# [Entries supplied]
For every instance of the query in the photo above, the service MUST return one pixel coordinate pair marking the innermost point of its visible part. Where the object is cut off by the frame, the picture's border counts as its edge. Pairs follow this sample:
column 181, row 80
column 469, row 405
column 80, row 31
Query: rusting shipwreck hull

# [Problem requirements]
Set down all of the entries exactly, please.

# [Result]
For every instance of the query in the photo above, the service MUST return one pixel coordinate pair marking the innermost point of its visible part. Where the object is cut off by the frame, the picture's border counts as its edge. Pairs follow this sample:
column 181, row 80
column 469, row 405
column 80, row 31
Query: rusting shipwreck hull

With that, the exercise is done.